Information shown:
────────────────────

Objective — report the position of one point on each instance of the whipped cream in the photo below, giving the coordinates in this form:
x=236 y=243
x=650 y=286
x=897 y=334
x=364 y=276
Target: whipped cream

────────────────────

Exercise task:
Rewrite the data above, replacing "whipped cream" with "cream topping" wherever it occurs and leaving everything else unchanged.

Response:
Objective — report the position of one point on each instance of the cream topping in the photo below, giving the coordinates in this form:
x=236 y=243
x=650 y=286
x=897 y=334
x=364 y=276
Target: cream topping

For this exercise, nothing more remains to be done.